- Description of the task
From the entries below, extract every line that contains the string "metal". The match is case-sensitive.

** start Supplied data **

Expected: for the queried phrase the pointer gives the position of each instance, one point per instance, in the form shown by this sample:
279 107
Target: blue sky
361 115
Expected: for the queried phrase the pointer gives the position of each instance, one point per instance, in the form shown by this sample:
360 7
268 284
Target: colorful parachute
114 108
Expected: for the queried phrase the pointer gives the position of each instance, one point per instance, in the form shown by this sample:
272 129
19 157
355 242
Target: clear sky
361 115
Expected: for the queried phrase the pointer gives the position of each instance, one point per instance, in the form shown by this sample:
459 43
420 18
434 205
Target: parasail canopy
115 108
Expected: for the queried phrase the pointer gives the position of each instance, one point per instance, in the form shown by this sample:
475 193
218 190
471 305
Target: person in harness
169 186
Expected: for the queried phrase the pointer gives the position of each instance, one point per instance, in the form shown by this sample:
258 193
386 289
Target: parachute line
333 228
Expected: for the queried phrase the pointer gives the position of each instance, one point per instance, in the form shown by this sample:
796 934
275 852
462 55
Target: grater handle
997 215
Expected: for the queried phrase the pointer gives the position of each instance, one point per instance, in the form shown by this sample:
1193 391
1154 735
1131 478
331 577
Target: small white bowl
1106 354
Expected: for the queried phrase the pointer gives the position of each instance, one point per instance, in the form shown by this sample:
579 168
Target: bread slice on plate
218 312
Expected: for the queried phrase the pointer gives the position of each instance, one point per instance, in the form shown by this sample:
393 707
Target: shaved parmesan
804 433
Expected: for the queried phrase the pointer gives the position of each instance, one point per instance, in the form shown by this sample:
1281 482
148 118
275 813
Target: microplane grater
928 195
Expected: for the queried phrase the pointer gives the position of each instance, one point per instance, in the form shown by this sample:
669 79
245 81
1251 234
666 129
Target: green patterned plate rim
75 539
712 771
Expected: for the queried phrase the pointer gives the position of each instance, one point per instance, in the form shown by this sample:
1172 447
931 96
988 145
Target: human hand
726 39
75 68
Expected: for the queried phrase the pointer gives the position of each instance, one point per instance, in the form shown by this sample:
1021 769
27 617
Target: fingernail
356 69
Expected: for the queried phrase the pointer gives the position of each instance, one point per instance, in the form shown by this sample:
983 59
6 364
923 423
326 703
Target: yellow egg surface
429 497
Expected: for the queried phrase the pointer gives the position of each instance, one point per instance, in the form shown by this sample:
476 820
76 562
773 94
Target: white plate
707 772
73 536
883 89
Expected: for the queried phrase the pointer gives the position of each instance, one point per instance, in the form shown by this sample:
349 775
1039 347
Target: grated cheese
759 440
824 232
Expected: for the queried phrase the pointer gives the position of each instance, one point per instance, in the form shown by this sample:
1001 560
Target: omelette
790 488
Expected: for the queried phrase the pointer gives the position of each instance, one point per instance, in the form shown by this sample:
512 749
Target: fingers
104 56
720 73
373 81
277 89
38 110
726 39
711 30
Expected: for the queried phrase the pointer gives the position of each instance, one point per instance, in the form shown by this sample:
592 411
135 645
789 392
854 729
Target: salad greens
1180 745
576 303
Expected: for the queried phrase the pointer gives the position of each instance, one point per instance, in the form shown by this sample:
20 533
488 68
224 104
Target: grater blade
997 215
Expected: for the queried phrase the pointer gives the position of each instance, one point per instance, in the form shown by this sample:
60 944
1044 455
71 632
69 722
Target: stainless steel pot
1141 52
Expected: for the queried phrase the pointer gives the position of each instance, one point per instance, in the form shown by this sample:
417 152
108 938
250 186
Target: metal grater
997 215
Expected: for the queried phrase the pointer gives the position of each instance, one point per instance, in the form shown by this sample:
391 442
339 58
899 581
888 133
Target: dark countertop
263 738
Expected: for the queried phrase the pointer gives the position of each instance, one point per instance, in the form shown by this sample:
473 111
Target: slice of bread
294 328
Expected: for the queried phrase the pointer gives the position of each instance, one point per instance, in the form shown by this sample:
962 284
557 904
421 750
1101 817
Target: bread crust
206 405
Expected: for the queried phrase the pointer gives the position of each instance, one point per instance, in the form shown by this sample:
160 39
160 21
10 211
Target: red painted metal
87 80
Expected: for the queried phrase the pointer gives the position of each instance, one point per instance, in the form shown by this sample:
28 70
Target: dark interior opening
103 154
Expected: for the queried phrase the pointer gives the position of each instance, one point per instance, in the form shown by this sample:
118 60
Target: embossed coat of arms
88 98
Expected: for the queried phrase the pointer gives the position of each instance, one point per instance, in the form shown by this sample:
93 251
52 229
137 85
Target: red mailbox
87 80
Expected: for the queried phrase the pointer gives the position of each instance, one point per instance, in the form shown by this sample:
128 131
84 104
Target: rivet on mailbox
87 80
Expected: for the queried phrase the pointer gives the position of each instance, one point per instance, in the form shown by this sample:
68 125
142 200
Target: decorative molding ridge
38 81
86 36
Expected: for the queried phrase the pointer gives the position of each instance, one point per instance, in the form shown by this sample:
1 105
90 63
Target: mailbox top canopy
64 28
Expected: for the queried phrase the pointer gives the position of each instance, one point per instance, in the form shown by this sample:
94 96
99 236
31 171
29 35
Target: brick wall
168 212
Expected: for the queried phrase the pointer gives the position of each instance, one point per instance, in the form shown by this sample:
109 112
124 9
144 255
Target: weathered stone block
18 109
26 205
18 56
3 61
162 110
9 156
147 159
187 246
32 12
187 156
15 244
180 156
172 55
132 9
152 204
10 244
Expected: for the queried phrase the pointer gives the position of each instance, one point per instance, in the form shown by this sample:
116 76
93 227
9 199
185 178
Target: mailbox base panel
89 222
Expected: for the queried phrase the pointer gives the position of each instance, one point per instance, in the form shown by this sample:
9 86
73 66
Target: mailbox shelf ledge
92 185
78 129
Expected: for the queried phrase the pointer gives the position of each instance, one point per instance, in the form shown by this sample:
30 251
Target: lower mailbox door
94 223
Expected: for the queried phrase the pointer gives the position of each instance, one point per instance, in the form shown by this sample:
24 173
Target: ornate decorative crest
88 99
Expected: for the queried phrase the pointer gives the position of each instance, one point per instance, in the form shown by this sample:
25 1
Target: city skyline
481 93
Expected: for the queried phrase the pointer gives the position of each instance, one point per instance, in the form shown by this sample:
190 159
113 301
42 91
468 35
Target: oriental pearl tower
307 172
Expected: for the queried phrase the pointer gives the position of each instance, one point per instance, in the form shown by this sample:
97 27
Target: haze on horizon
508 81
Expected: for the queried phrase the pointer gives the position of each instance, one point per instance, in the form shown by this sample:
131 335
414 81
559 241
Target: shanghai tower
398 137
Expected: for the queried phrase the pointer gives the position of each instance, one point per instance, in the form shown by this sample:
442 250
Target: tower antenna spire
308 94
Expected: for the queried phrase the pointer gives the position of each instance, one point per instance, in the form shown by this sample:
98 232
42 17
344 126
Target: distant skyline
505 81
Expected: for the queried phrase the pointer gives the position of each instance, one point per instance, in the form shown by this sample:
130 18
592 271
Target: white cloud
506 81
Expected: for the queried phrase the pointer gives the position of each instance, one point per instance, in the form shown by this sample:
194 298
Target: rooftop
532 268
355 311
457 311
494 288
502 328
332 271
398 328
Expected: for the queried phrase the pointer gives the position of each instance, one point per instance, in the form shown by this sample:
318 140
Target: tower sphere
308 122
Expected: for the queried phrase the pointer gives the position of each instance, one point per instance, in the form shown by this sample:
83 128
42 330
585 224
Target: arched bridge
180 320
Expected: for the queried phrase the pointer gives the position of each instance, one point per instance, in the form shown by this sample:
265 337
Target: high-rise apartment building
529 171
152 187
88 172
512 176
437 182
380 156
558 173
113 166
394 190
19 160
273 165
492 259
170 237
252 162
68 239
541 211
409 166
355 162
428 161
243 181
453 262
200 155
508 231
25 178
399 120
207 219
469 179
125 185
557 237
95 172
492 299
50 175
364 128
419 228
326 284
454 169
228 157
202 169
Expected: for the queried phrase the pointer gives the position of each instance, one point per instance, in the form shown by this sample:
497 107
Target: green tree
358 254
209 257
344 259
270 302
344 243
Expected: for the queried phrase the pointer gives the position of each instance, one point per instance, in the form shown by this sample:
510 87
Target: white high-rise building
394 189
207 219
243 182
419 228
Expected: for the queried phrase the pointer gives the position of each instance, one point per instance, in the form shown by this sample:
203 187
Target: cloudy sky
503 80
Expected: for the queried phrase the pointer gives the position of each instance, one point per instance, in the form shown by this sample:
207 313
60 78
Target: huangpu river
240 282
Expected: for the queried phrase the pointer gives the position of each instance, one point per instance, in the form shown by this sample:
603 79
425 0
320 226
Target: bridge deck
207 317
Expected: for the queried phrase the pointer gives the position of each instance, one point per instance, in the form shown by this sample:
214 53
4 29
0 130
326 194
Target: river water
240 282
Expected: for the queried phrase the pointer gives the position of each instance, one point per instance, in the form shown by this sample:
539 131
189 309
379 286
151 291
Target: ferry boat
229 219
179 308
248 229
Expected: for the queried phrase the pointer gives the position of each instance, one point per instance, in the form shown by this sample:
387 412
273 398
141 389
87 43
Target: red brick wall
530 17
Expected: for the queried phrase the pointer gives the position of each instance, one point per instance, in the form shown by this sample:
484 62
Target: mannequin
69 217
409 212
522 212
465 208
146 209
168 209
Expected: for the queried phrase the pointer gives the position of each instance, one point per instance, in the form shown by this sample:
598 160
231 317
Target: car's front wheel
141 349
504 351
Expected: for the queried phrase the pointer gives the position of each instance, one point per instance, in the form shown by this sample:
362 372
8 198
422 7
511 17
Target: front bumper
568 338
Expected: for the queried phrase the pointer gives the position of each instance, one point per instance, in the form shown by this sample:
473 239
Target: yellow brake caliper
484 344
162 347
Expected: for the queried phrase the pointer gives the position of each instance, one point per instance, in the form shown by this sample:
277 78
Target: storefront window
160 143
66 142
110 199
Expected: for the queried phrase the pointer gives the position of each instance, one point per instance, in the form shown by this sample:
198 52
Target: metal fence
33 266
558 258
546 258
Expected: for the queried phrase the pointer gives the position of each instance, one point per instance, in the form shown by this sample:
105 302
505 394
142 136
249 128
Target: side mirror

** end Supplied data **

- Response below
Target: metal grater
Target: red painted metal
Target: metal fence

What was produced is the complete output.